• **Region pointing data**:
◇ ◇ ◇ ◇

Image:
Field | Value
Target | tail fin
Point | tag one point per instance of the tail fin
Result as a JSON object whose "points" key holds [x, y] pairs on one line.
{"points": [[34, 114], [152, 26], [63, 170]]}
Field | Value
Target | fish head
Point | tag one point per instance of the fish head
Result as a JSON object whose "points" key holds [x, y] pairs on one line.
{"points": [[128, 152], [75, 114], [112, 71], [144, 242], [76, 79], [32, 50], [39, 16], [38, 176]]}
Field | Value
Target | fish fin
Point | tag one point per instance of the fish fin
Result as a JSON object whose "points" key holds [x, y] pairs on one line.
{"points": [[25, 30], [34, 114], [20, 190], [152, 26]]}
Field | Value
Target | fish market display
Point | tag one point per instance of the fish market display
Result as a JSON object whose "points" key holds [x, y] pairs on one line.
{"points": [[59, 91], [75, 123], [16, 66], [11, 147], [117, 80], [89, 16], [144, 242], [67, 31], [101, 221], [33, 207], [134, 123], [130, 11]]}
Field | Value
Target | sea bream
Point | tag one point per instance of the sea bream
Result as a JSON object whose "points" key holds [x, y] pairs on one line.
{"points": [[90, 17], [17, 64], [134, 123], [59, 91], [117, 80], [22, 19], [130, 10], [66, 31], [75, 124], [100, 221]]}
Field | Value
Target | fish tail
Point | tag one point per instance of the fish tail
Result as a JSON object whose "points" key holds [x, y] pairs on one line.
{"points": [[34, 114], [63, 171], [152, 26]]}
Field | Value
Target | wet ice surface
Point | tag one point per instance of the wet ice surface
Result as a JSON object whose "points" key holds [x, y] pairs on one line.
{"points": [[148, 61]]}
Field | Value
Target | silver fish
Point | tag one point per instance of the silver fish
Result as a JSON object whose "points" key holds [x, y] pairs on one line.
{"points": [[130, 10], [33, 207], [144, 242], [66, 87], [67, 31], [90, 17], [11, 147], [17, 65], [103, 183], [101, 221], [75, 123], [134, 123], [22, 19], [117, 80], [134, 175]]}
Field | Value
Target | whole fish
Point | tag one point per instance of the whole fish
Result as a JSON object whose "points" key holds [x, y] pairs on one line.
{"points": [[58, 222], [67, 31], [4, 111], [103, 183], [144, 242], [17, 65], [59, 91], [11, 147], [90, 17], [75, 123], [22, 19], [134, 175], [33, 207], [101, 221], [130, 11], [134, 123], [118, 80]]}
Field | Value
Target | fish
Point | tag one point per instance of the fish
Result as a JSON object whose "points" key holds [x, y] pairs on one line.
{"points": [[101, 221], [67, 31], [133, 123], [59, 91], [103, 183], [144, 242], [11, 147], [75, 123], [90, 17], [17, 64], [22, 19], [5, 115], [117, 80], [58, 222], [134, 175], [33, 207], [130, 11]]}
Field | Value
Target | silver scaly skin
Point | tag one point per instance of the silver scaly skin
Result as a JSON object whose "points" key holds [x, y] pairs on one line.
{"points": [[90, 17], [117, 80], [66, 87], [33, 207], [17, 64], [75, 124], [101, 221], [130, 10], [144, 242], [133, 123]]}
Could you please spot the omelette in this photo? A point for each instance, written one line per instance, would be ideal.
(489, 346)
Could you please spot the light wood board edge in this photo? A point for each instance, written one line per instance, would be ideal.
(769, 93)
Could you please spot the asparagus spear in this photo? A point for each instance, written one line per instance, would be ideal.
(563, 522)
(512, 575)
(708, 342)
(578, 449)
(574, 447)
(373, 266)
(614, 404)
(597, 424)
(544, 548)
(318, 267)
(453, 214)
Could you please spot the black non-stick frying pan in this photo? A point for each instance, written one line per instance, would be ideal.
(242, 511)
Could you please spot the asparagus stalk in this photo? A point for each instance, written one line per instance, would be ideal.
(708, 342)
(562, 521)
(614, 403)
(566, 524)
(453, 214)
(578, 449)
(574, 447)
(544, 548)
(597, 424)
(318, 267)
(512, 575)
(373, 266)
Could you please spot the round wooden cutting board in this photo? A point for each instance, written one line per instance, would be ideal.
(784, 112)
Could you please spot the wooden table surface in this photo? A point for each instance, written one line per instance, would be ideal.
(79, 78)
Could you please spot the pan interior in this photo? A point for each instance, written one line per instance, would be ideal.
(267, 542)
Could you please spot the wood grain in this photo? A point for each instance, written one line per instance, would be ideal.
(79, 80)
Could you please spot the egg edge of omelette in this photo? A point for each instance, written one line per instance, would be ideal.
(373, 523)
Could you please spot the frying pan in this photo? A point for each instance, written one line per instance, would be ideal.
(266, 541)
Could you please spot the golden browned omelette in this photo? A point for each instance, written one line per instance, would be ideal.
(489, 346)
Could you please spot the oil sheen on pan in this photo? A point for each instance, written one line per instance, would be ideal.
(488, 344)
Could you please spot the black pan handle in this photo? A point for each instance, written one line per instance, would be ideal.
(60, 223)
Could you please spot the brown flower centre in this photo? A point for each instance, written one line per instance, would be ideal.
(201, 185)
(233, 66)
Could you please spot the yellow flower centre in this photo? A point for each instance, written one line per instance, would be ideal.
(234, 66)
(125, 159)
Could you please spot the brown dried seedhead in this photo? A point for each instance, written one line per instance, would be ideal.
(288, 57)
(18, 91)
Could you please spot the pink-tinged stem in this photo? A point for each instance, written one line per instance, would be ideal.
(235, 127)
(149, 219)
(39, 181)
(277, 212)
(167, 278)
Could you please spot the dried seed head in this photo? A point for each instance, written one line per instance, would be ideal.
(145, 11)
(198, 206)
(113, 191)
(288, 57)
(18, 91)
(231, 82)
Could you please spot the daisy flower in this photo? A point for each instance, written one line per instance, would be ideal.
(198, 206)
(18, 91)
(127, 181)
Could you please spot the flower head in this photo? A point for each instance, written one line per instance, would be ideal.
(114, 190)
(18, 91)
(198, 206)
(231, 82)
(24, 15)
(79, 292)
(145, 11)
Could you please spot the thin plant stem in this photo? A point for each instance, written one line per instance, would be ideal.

◇ ◇ ◇ ◇

• **Directions for this task**: Every record here must be output exactly, word for word.

• **Solution for this exercise**:
Image:
Field | Value
Target | tail fin
Point | tag one point per instance of the tail fin
Result as a JSON object whose "points" key holds [x, y] pairs on one line.
{"points": [[34, 114], [152, 26], [63, 170]]}
Field | Value
Target | fish head
Point | tag one point per instance of the fish head
Result as a JSON object whose "points" key holds [x, y] pairs on one line.
{"points": [[128, 152], [75, 114], [112, 71], [144, 242], [76, 79], [32, 50], [39, 16], [38, 176]]}
Field | Value
Target | fish fin
Point | tag one point per instance of the fish fin
Result as a JSON object whose "points" key holds [x, y] pairs on one line.
{"points": [[25, 30], [34, 114], [20, 190], [152, 26]]}
Field | Value
Target | fish market display
Point | tag one point per instance of the fish market display
Result as a JSON object whose "points" key holds [x, y] pairs on one line.
{"points": [[59, 91], [75, 123], [16, 66], [11, 147], [117, 80], [89, 16], [144, 242], [67, 31], [101, 221], [33, 207], [134, 123], [130, 11]]}
Field | Value
Target | sea bream
Point | tag one point per instance of the sea bream
Result as a JSON object whose "points" key holds [x, y] pairs on one line.
{"points": [[90, 17], [17, 64], [134, 123], [59, 91], [117, 80], [22, 19], [130, 10], [66, 31], [75, 124], [100, 221]]}
Field | Value
Target | fish tail
Point | tag one point per instance of the fish tail
Result as a JSON object whose "points" key holds [x, y] pairs on one line.
{"points": [[34, 114], [63, 171], [152, 26]]}
Field | Value
Target | wet ice surface
Point | tag one point per instance of the wet ice surface
Result as a JSON object whose "points" key holds [x, y] pairs on one line.
{"points": [[148, 61]]}
Field | Value
Target | silver fish
Point | tag one point per instance of the silver fish
Result as a JSON object whose "points" key holds [x, y] pairs on one line.
{"points": [[130, 10], [33, 207], [144, 242], [66, 87], [67, 31], [90, 17], [11, 147], [17, 65], [103, 183], [101, 221], [75, 123], [134, 123], [22, 19], [117, 80], [134, 175]]}
Field | Value
Target | whole fish
Point | tag one point per instance of the whole fish
Result as a JSON object whose "points" key holds [x, y] pairs on one line.
{"points": [[58, 222], [67, 31], [4, 111], [103, 183], [144, 242], [17, 65], [59, 91], [11, 147], [90, 17], [75, 123], [22, 19], [134, 175], [33, 207], [101, 221], [130, 11], [134, 123], [118, 80]]}
Field | Value
Target | fish
Point | tag one point per instance of the fish
Result as a JSON object whose "points" key holds [x, y] pairs on one line.
{"points": [[101, 221], [67, 31], [133, 123], [59, 91], [103, 183], [144, 242], [11, 147], [75, 123], [90, 17], [17, 64], [22, 19], [5, 115], [117, 80], [58, 222], [134, 175], [33, 207], [130, 11]]}
Field | Value
Target | silver scaly skin
Point | tag one point per instance of the silver scaly skin
Result as a JSON object whose "points" key holds [x, y] pairs on one line.
{"points": [[90, 17], [117, 80], [66, 87], [33, 207], [17, 64], [75, 124], [101, 221], [130, 10], [144, 242], [133, 123]]}
Could you please spot the omelette in this photo? A point for each instance, written one line per instance, would be ideal.
(489, 346)
Could you please spot the light wood board edge in this photo? A point for each instance, written one line per instance, would be ideal.
(769, 93)
Could you please spot the asparagus spear in this photo? A point for each instance, written one line per instance, would be ideal.
(563, 522)
(512, 575)
(708, 342)
(578, 449)
(574, 447)
(373, 266)
(614, 404)
(597, 424)
(544, 548)
(318, 267)
(453, 214)
Could you please spot the black non-stick frying pan in this photo? A point for each instance, written one line per instance, would be ideal.
(242, 511)
Could you please spot the asparagus stalk in this photo? A point for each instance, written one line per instance, would be ideal.
(708, 342)
(562, 521)
(614, 403)
(566, 524)
(453, 214)
(578, 449)
(574, 447)
(544, 548)
(597, 424)
(318, 267)
(512, 575)
(373, 266)
Could you please spot the round wooden cutting board in this photo? A point for each instance, written one line per instance, would be ideal.
(784, 112)
Could you please spot the wooden table surface in this photo? A point for each instance, written one line per instance, would be ideal.
(79, 78)
Could you please spot the pan interior in this photo? A point for each instance, written one line per instance, would be ideal.
(267, 542)
Could you please spot the wood grain in this photo? A point for each instance, written one line per instance, would be ideal.
(79, 80)
Could you please spot the egg edge of omelette in this photo? A point for each instance, written one line per instance, would be ideal.
(373, 523)
Could you please spot the frying pan in this photo? A point for each instance, written one line per instance, would be ideal.
(266, 541)
Could you please spot the golden browned omelette in this photo? A point for each instance, written one line per instance, would be ideal.
(489, 346)
Could you please spot the oil sheen on pan in this photo? A point for each instance, written one line per instance, would be ideal.
(488, 344)
Could you please spot the black pan handle in this photo? A point for each instance, written one line per instance, would be ideal.
(60, 223)
Could you please spot the brown flower centre in this photo? A point for each instance, written one line per instance, would be ideal.
(201, 185)
(233, 66)
Could you please spot the yellow flower centre in this photo? A point for each instance, written one line per instance, would be ideal.
(234, 66)
(125, 159)
Could you please spot the brown dried seedhead in this photo? A point for each instance, written one line per instance, would be ideal.
(288, 57)
(18, 91)
Could you please spot the pink-tinged stem in this photo? A point for each instance, written one line per instance, would be ideal.
(235, 127)
(149, 219)
(39, 181)
(277, 212)
(167, 278)
Could you please spot the dried seed head in this photo? A point for each instance, written one line per instance, would be ideal.
(145, 11)
(198, 206)
(113, 191)
(288, 57)
(18, 91)
(231, 82)
Could you please spot the daisy flower in this photo? A point for each instance, written one line per instance, would be ideal.
(198, 206)
(18, 91)
(127, 181)
Could you please spot the flower head in this photo? A point for each instance, written one line per instance, would be ideal.
(114, 190)
(18, 91)
(198, 206)
(231, 82)
(24, 15)
(79, 292)
(145, 11)
Could you please spot the thin plant stem in this photo? A point for each instance, written one line per instance, would be ideal.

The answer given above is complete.